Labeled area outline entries
※ ※ ※

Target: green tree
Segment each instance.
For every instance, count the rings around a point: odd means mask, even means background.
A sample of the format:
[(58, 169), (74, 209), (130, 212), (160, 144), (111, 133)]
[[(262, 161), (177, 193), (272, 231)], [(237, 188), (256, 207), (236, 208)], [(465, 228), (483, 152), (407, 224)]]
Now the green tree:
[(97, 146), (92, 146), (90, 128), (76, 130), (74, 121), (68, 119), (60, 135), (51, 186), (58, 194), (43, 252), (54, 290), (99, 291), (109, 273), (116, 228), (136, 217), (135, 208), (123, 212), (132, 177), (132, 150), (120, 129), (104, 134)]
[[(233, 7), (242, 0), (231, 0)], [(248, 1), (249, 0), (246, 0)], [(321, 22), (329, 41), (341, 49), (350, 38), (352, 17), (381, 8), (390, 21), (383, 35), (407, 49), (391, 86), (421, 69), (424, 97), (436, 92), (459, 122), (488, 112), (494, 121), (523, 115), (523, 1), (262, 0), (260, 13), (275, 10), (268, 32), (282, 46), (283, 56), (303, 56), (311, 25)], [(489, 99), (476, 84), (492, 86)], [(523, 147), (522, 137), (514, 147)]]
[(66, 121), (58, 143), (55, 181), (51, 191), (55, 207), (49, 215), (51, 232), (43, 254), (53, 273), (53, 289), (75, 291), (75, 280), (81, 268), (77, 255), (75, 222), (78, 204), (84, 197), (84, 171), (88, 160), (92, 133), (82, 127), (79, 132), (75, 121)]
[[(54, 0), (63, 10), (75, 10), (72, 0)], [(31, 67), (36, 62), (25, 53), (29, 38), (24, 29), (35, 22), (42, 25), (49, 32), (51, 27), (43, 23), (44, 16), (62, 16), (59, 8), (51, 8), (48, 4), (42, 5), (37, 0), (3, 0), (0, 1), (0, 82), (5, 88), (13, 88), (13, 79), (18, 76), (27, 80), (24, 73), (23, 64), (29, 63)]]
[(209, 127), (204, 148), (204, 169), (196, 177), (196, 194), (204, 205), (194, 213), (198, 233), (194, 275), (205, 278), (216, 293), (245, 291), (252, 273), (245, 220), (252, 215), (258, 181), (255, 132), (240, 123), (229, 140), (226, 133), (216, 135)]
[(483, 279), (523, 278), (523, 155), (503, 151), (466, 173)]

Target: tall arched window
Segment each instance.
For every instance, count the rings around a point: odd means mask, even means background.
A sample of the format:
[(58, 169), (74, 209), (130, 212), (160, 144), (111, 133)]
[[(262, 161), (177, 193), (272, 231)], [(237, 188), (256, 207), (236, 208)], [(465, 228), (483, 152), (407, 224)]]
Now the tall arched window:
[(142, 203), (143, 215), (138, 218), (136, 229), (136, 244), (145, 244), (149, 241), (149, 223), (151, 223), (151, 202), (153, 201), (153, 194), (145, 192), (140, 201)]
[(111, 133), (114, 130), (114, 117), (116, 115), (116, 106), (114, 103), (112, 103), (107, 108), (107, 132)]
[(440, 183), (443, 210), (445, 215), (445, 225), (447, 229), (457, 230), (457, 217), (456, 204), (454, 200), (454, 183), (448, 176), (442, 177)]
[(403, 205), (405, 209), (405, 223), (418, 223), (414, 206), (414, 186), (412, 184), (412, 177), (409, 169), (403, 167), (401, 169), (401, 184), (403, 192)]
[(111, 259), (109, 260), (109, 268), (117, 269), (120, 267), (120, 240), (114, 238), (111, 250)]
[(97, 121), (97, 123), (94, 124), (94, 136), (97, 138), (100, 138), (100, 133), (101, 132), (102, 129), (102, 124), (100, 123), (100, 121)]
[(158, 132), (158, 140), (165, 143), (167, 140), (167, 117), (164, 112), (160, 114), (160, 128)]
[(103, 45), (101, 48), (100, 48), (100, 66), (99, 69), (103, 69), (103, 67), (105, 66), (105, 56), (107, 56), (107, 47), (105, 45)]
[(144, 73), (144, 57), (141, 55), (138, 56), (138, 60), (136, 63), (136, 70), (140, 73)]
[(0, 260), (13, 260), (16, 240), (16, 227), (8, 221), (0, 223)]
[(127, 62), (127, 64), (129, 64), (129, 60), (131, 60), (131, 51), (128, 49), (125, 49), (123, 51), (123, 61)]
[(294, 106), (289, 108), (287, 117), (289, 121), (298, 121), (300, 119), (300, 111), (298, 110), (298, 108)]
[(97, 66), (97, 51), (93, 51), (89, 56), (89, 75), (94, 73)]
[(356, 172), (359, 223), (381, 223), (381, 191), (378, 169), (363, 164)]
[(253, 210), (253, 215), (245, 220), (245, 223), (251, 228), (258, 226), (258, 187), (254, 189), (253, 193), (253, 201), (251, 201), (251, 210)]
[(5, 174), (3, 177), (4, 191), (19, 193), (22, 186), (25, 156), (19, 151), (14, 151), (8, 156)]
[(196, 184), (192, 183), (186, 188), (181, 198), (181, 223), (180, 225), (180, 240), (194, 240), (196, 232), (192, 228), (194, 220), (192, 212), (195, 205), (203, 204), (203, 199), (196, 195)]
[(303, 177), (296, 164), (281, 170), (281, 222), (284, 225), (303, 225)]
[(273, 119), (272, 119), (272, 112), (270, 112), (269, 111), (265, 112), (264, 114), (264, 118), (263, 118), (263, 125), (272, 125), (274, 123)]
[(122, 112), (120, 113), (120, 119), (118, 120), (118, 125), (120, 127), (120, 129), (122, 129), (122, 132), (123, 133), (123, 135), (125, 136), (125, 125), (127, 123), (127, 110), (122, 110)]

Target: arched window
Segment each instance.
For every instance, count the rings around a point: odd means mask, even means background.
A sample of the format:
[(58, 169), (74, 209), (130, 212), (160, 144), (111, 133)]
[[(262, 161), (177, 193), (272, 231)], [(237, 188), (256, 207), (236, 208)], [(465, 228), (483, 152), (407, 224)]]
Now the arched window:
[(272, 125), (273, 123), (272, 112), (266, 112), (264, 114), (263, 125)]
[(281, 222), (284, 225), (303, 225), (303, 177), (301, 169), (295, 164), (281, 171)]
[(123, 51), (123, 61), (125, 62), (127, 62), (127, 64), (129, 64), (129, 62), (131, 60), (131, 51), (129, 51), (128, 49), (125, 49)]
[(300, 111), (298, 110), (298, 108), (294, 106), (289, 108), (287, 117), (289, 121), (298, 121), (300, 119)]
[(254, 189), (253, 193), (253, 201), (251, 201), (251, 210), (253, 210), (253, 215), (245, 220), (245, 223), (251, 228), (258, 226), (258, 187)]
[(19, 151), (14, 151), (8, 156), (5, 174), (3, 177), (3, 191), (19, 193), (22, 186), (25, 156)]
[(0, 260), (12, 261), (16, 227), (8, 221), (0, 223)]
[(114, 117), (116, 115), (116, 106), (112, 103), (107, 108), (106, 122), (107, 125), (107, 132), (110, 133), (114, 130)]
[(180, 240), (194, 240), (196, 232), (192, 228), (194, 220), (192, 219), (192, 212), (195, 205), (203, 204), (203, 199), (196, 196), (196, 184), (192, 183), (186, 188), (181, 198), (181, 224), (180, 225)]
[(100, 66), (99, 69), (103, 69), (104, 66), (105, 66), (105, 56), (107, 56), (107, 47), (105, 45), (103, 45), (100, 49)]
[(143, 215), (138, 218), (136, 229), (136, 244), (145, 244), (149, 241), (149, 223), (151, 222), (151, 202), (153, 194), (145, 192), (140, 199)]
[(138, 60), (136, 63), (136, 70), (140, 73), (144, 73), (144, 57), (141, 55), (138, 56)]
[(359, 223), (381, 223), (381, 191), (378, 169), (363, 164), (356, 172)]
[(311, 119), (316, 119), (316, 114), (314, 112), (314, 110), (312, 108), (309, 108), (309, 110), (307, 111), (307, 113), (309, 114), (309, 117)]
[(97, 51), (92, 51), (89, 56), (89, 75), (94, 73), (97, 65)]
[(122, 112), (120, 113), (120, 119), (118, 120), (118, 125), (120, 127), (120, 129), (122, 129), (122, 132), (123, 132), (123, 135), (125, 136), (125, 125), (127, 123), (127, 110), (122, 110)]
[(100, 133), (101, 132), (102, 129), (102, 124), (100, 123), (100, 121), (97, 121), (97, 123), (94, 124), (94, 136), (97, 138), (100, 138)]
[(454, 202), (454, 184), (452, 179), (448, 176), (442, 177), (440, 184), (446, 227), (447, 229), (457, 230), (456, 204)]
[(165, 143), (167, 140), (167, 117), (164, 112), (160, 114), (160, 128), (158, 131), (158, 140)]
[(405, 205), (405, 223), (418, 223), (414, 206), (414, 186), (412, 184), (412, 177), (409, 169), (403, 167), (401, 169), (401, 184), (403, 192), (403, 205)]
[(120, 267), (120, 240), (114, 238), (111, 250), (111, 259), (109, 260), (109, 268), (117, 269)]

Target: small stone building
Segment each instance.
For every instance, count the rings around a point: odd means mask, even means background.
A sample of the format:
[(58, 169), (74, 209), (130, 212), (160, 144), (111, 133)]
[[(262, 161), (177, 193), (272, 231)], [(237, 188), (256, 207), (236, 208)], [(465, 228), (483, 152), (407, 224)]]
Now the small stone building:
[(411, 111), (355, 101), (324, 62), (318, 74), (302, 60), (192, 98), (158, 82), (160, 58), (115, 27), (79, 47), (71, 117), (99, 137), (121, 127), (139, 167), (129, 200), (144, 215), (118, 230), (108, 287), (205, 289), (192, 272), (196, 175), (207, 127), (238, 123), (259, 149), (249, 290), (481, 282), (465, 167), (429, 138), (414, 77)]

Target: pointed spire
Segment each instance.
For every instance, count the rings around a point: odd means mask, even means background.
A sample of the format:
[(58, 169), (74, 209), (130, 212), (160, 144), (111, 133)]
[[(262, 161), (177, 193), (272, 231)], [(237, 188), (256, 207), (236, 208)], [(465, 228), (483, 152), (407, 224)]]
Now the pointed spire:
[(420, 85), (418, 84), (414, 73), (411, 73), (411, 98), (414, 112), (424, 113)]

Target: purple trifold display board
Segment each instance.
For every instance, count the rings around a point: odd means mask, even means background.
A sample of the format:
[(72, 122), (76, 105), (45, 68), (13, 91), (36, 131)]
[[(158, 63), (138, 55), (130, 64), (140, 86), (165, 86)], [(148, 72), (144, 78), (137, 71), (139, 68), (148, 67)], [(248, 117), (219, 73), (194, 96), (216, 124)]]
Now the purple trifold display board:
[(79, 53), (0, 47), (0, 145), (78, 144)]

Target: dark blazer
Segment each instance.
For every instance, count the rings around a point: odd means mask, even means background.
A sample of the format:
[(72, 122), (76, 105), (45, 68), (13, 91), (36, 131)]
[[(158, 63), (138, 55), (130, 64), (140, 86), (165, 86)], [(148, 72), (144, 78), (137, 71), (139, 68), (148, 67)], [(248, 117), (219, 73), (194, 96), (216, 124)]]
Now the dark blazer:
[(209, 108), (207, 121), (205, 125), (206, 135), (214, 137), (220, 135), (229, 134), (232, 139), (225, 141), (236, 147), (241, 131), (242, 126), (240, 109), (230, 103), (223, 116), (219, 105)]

※ ※ ※

Exercise details: Copy out the lines of the data above without any changes, beginning at the line that contains "Target: small stone building" and stopping after the line that contains "Now the small".

Result of this task:
Target: small stone building
Segment each instance.
For every instance, count the rings around a point: odd means mask, even means background.
A sample of the format:
[(58, 169), (74, 209), (130, 212), (160, 144), (111, 133)]
[[(262, 161), (177, 193), (272, 231)], [(237, 188), (256, 207), (236, 208)], [(465, 228), (483, 152), (407, 224)]]
Now the small stone building:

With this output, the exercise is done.